## Supplied passage

§

Tuesday, June 7, 2011

True stories of a real Mad Man: How a cold Bud helped to change V-8.


True stories of a real Mad Man:  how a cold Bud helped to change V-8 ©Joel Baumwoll

Gather ‘round kiddies, and you will hear a story from the ancient days of my Mad Man career.  Way back in nineteen and eighty-two, I was toiling away as President of a small New York agency, Needham Harper & Steers. 
This was in the days before the desktop computer, the cell phone and the internet.  The fax machine was high tech stuff.
Ideas were written on yellow pads, typed by secretaries on IBM Selectrics and drawn by artists with magic markers and charcoal.  Powerpoint did not exist.
Yes kiddies, it was in those primitive times when a call came in to the agency from an important client; Campbell Soup Company. 
We had been struggling mightily for years to increase our business with them, to no avail.  Spaghetti Os and V-8 juice were our only assignments.
Bill Williams, the general manger was fond of telling me (after three martinis) how crummy our creative was and how crappy our account people were.  I was told that he said that to BBD&O as well, but it was cold comfort to me.
So when Jim Emshaw, the brand manager, told our agency that he wanted a new campaign for V-8, we hopped to.  Campbell Soup Company was an important client, and I saw a chance to get more business from them.
Being the boss, I was not supposed to figure out what to do. Just give the charge, sit back, review the work and decide what to tell show the client.  That’s one thing that drove me crazy about being President.  What I was good at and loved to do wasn’t my job.  And what I was not that good at and didn’t much like, was.
Except, my brain didn’t turn off whenever there was a challenge like this one.  “The leetle grey cells,” as Hercule Poirot called them, were percolating day and night.
You never know when lightening will strike.  This time it did while I sat in the over-heated kitchen of our upper west side apartment.  I pulled open the cabinet where we kept cans of beans, bottles of ketchup, boxes of salt and the large tin of V-8.  There it sat, fat, ungainly, unattractive and warm.

§

## Requirement 1
Decide whether each statement agrees with the V-8 story: (a) Spaghetti Os and V-8 juice were the agency's only Campbell Soup assignments; (b) the story takes place in 1992; (c) the V-8 was kept in the refrigerator. Answer yes or no for each, and quote the words of the text that settle it.
## Requirement 2
Write the next part of the V-8 story, picking up after its last sentence.

§

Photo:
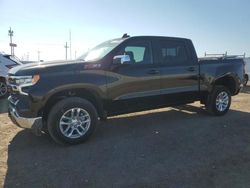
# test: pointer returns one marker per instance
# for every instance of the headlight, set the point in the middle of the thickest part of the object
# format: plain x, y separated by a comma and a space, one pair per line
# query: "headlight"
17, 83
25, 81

§

## Exercise response 1
(a) Yes: "Spaghetti Os and V-8 juice were our only assignments."
(b) No: "Way back in nineteen and eighty-two"
(c) No: "I pulled open the cabinet where we kept cans of beans, bottles of ketchup, boxes of salt and the large tin of V-8."

## Exercise response 2
Opening the refrigerator, I saw a partially opened tin, fat, ungainly and marred with a brown and red crust of dried juice around the triangular holes I had punched through the top.  Not only was it ugly, it took up a ton of space.

On the next shelf, three frosty bottles of Bud poked out above the gherkins and mysterious aluminum foil sculptures.  


I was suddenly, irresistibly thirsty.  I tilted my chair back and took a big  pull at the chilly long neck.   As the frothy stuff went down, an idea began to percolate.

Then, just like in the cartoons, a light bulb appeared over my head.
 
A single sentence formed in my mind
If they buy it cold, they will store it cold.
Then another:
If they store it cold, they will see it every time they open the refrigerator.
Then a third:
And they will drink it a lot more often.
So there was the answer.  Simple.  

Except making it happen was not simple at all.  Three big things had to happen. 
1.  V-8 had to be repackaged in smaller, soft drink-like containers instead of cans.
2.  Those containers had to be sold out of the refrigerated case in supermarkets and delis.
3.  Advertising had to get people to think of the product more like a refreshing soft drink than simply a “good for you, once-in-a-while vegetable juice.”
Campbell’s was an old and conservative company.  Getting them to agree to make changes as big and expensive as these was not going to be easy.
The first step was to convince Emshaw.  He was a brainy guy who seemed to be gutsy as well.  The idea was so strong, that he just might grab and run with it.
And so he did!  One of the few times in my Mad Man career that a client had the courage to challenge the status quo and fight to implement a big and risky change.
The results were stunning.
V-8 was transformed from an old and stodgy brand into a vigorous, exciting and youthful drink.
The brand was given new clothes to look more like a soft drink.







 







And it was sold cold.


Over time, the brand became more than one product.  

And it even extended into other fruit juices.

So as I reflect back on those ancient days, when Mad Men were roaming the range of PJ Clarks and the two-martini lunch was de rigueur, I remember the time I had a beer in the kitchen that transformed an American icon.  And I never owned stock in Campbell Soup Company.